** Start of Exercise material **

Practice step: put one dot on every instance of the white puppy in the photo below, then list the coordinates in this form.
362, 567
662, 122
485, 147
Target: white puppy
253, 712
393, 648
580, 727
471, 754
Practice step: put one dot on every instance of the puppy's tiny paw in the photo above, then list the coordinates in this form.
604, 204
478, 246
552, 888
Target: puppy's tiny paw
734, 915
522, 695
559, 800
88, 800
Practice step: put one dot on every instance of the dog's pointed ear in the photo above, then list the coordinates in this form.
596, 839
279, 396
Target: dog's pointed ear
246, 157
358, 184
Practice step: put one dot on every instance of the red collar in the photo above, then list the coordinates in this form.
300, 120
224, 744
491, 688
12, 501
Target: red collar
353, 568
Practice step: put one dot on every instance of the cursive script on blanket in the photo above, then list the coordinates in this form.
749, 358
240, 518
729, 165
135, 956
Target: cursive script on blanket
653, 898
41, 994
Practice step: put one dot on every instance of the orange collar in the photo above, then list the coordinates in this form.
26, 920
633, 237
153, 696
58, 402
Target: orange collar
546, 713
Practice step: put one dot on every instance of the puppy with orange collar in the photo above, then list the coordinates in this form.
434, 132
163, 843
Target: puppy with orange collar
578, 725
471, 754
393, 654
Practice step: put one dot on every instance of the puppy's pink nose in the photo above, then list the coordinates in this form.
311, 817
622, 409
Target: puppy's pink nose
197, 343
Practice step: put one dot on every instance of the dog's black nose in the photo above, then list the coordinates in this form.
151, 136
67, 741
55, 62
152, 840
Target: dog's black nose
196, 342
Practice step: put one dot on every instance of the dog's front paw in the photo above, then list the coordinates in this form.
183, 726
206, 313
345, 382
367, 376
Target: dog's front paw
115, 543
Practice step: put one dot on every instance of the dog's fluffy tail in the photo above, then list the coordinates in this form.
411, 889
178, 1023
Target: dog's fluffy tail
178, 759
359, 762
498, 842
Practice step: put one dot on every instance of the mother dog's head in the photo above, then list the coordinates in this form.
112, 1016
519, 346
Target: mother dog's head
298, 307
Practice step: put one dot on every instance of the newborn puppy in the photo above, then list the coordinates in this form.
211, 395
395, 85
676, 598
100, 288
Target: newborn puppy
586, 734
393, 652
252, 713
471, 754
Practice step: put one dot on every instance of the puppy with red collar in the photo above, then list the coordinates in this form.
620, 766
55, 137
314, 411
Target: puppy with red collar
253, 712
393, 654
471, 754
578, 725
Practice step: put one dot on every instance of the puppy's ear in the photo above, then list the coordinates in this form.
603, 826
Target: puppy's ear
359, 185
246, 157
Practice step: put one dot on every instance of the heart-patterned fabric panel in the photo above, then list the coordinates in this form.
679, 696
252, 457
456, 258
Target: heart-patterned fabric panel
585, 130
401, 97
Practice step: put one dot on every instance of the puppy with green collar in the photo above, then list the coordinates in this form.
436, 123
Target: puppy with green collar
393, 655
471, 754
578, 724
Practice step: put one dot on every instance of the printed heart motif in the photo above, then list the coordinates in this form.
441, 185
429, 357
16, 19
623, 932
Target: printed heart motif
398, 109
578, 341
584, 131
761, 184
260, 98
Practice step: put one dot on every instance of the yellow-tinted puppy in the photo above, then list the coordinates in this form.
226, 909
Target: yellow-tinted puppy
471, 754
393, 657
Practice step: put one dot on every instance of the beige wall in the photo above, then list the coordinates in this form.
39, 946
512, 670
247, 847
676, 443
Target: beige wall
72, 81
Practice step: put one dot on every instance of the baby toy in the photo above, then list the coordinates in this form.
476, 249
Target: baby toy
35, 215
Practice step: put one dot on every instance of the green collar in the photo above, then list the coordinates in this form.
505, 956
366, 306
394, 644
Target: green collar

** End of Exercise material **

→ What is required: Retype all the rows above without changing anything.

→ Right answer:
Practice step: put one dot on every instance of the white puppy in the photo below, then list the coordinates in this form.
362, 567
662, 122
485, 147
Target: white puppy
253, 712
393, 648
580, 727
471, 754
Practice step: put one dot on every instance of the puppy's tiny paw in the photo above, then list the coordinates in this form.
604, 204
478, 246
552, 888
Target: puppy's tiny paw
734, 915
522, 695
559, 800
88, 800
Practice step: put one dot on every instance of the dog's pointed ear in the photo above, then list the coordinates in this form.
596, 839
279, 396
Target: dog's pointed ear
246, 157
358, 184
Practice step: put one dot on every instance of the red collar in the photo above, then list the coordinates in this form.
300, 120
224, 744
491, 688
12, 501
Target: red collar
353, 568
Practice step: put one dot on every instance of the cursive script on blanket in the photo above, then list the coordinates in this form.
749, 358
240, 518
729, 165
135, 956
Target: cursive script on blanket
653, 898
41, 994
Practice step: put one dot on every instance of the orange collar in the photo above, then list the coordinates in this form.
26, 920
633, 237
153, 696
58, 402
Target: orange collar
546, 713
Practice step: put one dot on every instance of the puppy with orange collar in the photo above, then list the coordinates in this form.
434, 132
163, 843
Target: puppy with orange collar
578, 725
471, 754
393, 654
Practice step: put one dot on every instance of the puppy's pink nose in the photo above, then list the coordinates in this form.
311, 817
622, 409
Target: puppy's pink nose
197, 343
Practice step: put one dot on every instance of the dog's black nose in the photo above, then list the coordinates in this form.
151, 136
67, 741
55, 62
152, 840
Target: dog's black nose
196, 342
Practice step: put one dot on every instance of the dog's front paw in the photo above, then list the coordinates in this form.
183, 726
206, 313
345, 382
367, 376
Target: dog's front paw
115, 543
Practice step: put one dot on every instance of the dog's fluffy tail in the photo above, then list the coordinates in this form.
411, 889
178, 1023
Target: dog's fluffy tail
178, 759
359, 762
498, 842
Practice step: put one dot on every instance of the mother dog's head in the photo above, then list the coordinates in this form.
112, 1016
519, 346
Target: mother dog's head
298, 307
Practice step: put one dot on every instance of the newborn puppy in the photo above, then list the coordinates in this form.
211, 395
395, 85
676, 598
100, 288
Target: newborn puppy
586, 734
393, 652
252, 713
471, 754
Practice step: put one dot on every instance of the puppy with red collar in the photo above, then list the coordinates in this form.
620, 766
55, 137
314, 411
Target: puppy with red collar
253, 712
393, 654
471, 754
578, 725
Practice step: put one dot on every instance of the puppy's ear in the photo above, then list the coordinates in this form.
603, 826
Target: puppy's ear
359, 185
246, 157
Practice step: put one dot on every instance of the heart-patterned fabric panel in the photo above, then list the coordinates in this form.
679, 696
252, 457
456, 258
Target: heart-patterned fabric panel
585, 130
401, 97
Practice step: put one dot on every instance of the puppy with green collar in the photo above, then list the coordinates in this form.
436, 123
Target: puppy with green collar
393, 655
471, 754
578, 724
Practice step: put one dot on every instance of the printed heart motif in the photo above, then list the coordinates in this form.
441, 185
429, 357
16, 19
623, 932
Target: printed heart motif
398, 109
578, 341
584, 131
761, 184
260, 98
Practice step: put one dot on every instance of the yellow-tinted puppy in the photo above, then list the coordinates in this form.
226, 909
Target: yellow-tinted puppy
471, 754
393, 657
Practice step: put one dot on every instance of the beige wall in the photo above, then list the coordinates in this form.
39, 946
512, 670
247, 847
676, 443
Target: beige wall
72, 81
Practice step: put one dot on every instance of the baby toy in the photo above, then list the coordinates in this form.
476, 249
Target: baby toy
35, 215
Practice step: put one dot on every instance of the green collar in the photo above, then list the coordinates in this form.
505, 956
366, 306
394, 644
Target: green collar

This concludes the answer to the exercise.